* Supplied text
━━━━

Paired with design thinking, it means I bring strong structural guidance into the conceptual phase: workshops, heuristic reviews, collaborative co-creation, and the kind of systematic thinking that keeps initial concepts grounded in what's actually buildable.
Detail Design & Dev Preparation
Conceptual alignment is the starting gun, not the finish line. Getting to a shippable product means going deep on flows, architecture diagrams, wireframes, high-fidelity comps, and style guides.
It means optimizing every element and interaction while staying in close collaboration with clients, developers, and analysts.
The Georgia Natural Gas redesign is a good example: research-driven from the start, iterated hard through detail design, and ultimately delivered a 24% increase in new customer conversion.
Cross-Functional Support
One thing I'm not is a developer. But I've worked closely with some exceptional ones — along with architects, data scientists, QA specialists, analytics leads, and SEO strategists.
My role from dev handoff through go-live is to make sure those people have everything they need to succeed: complete specs, clear rationale, and a design partner who stays engaged rather than disappearing after handoff.
Optimizing Post-Deployment
Go-live isn't the finish line either. The most valuable learning often happens after launch — in analytics, user feedback, and the edge cases nobody anticipated.

━━━━

* Dataset

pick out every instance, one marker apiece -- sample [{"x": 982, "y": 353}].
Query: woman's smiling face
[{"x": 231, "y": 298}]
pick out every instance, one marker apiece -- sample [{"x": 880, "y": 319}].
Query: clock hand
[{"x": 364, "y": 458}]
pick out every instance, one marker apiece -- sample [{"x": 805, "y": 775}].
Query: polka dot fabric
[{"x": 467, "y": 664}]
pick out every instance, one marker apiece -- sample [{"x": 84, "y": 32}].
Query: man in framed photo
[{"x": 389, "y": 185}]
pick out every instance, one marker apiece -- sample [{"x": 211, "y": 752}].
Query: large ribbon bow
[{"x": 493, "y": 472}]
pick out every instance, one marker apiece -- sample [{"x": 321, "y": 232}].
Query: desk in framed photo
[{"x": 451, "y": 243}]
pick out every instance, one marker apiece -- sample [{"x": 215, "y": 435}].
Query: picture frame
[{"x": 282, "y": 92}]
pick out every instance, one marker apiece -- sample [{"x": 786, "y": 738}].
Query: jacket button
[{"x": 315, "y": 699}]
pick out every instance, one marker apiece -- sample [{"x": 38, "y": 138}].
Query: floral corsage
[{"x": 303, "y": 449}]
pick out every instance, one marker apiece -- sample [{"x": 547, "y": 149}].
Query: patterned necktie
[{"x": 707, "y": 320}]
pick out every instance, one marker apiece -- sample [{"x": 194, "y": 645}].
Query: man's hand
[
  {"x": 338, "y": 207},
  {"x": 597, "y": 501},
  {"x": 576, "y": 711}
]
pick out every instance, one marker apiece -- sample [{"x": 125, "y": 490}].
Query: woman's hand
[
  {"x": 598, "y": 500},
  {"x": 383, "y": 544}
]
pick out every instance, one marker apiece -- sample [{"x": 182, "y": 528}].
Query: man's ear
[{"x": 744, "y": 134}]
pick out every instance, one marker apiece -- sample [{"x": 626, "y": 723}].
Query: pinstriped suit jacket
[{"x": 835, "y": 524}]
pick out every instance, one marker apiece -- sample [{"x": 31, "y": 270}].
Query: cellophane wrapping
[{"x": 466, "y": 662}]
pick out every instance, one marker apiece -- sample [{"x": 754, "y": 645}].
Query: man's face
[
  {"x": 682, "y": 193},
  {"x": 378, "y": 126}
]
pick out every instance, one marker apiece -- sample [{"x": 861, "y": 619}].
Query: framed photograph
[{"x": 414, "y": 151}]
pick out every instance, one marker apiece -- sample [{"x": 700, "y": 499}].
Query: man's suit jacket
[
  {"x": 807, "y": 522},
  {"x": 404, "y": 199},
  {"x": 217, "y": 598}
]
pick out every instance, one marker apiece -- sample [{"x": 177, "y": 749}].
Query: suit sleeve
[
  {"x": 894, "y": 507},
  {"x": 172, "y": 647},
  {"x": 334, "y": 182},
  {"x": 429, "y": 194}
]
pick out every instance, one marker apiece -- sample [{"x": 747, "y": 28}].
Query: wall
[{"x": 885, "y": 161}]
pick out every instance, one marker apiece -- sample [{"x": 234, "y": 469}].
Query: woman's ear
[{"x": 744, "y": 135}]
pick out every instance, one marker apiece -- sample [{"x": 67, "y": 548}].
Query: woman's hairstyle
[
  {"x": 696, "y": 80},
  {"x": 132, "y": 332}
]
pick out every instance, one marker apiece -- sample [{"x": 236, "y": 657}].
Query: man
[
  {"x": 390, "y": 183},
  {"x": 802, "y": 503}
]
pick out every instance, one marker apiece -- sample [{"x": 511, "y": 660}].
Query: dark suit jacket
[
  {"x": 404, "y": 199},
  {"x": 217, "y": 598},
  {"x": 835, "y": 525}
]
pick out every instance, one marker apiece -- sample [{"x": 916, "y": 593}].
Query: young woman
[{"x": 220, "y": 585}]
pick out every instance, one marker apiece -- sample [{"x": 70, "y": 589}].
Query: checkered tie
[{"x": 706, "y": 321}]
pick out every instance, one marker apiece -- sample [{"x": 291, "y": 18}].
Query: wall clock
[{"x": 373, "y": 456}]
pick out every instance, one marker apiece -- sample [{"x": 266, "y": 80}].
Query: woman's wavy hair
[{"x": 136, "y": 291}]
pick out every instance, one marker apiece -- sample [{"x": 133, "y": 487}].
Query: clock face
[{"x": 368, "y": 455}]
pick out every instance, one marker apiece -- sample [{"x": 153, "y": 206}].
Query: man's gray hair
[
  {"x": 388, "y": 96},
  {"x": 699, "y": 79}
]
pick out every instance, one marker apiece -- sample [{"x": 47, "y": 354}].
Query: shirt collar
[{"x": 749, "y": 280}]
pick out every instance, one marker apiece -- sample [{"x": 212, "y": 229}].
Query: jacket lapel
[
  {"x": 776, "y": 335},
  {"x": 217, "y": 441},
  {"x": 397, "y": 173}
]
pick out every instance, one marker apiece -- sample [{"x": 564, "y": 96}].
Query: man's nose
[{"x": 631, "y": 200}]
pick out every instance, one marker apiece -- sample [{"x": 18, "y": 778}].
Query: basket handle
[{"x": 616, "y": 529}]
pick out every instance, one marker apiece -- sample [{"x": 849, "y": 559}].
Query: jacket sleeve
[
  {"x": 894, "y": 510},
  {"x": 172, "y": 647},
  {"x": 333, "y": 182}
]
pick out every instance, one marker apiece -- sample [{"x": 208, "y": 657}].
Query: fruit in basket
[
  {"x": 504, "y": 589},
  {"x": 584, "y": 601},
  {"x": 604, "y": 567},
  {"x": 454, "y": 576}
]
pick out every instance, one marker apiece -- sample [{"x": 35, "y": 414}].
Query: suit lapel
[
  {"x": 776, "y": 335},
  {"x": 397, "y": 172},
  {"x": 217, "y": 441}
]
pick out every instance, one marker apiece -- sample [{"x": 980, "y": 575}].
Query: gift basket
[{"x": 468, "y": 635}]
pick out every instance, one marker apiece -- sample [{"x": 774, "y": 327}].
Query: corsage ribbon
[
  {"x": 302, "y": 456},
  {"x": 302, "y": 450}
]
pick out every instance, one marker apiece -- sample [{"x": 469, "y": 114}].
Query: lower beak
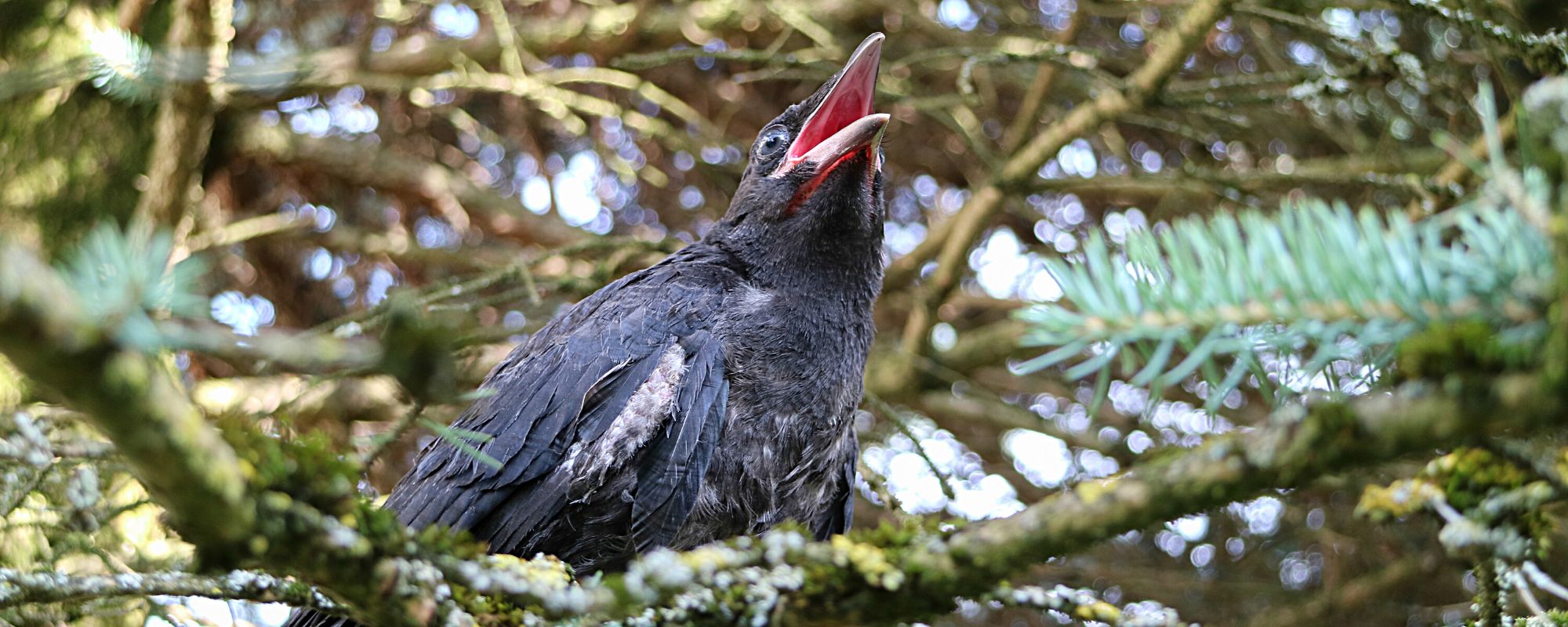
[{"x": 862, "y": 134}]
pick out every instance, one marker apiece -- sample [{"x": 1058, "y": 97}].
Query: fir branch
[{"x": 1315, "y": 281}]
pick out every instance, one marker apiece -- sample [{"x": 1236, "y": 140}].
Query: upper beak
[{"x": 844, "y": 121}]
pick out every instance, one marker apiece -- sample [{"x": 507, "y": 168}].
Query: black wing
[{"x": 567, "y": 386}]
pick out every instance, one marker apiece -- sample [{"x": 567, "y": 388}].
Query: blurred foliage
[{"x": 421, "y": 184}]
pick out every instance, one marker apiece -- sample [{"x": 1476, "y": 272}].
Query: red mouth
[{"x": 844, "y": 123}]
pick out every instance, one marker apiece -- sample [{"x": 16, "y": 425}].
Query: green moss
[{"x": 1468, "y": 347}]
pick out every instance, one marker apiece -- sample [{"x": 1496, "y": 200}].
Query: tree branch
[
  {"x": 132, "y": 399},
  {"x": 369, "y": 165},
  {"x": 869, "y": 578},
  {"x": 18, "y": 589},
  {"x": 184, "y": 126},
  {"x": 951, "y": 242}
]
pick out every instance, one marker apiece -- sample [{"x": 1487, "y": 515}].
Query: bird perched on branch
[{"x": 706, "y": 397}]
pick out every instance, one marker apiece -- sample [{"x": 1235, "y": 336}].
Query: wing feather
[{"x": 672, "y": 473}]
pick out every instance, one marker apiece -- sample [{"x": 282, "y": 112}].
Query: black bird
[{"x": 706, "y": 397}]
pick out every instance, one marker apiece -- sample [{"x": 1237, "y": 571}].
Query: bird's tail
[{"x": 311, "y": 618}]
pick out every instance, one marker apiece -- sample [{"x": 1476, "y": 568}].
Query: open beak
[{"x": 844, "y": 121}]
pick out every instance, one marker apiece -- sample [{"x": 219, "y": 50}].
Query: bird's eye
[{"x": 772, "y": 142}]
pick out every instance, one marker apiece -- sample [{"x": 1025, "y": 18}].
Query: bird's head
[{"x": 811, "y": 198}]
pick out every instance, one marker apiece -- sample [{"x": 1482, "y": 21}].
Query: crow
[{"x": 706, "y": 397}]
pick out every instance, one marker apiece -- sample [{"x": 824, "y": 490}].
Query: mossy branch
[{"x": 20, "y": 589}]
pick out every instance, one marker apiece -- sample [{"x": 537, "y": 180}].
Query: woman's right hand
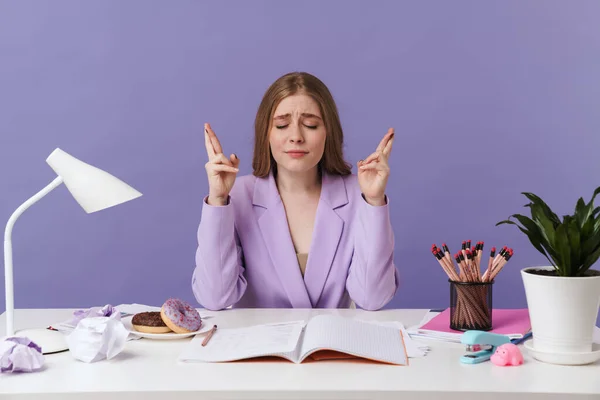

━━━━

* Problems to solve
A) In the design process text, what result did the Georgia Natural Gas redesign deliver?
B) Carry the design process text on from its final sentence.
The items play no part in this work.

* Results by task
A) A 24% increase in new customer conversion.

B)
I work with teams to track outcomes, triage issues, and treat post-deployment iteration as a first-class part of the process rather than an afterthought. The goal is to suspend ego, look at the data honestly, and keep improving.
Working with AI
Accelerating the Work
I use AI tools actively across research synthesis, design exploration, content strategy, and development — Claude, Cursor, Figma Make, and others depending on the task.
In practice that means faster first drafts, quicker pattern recognition across research data, and more time spent on the decisions that actually require judgment. It's genuinely changed how I work, not just how fast I work.
Where It Gets Complicated
AI tools in a design and product context are still maturing, and the gaps are real — hallucinated insights, inconsistent output quality, and the persistent challenge of keeping human nuance in the loop.
My approach is to treat AI as a strong first pass that still requires an experienced eye: useful for acceleration and exploration, but not a replacement for the synthesis, empathy, and stakeholder judgment that determine whether a solution actually lands.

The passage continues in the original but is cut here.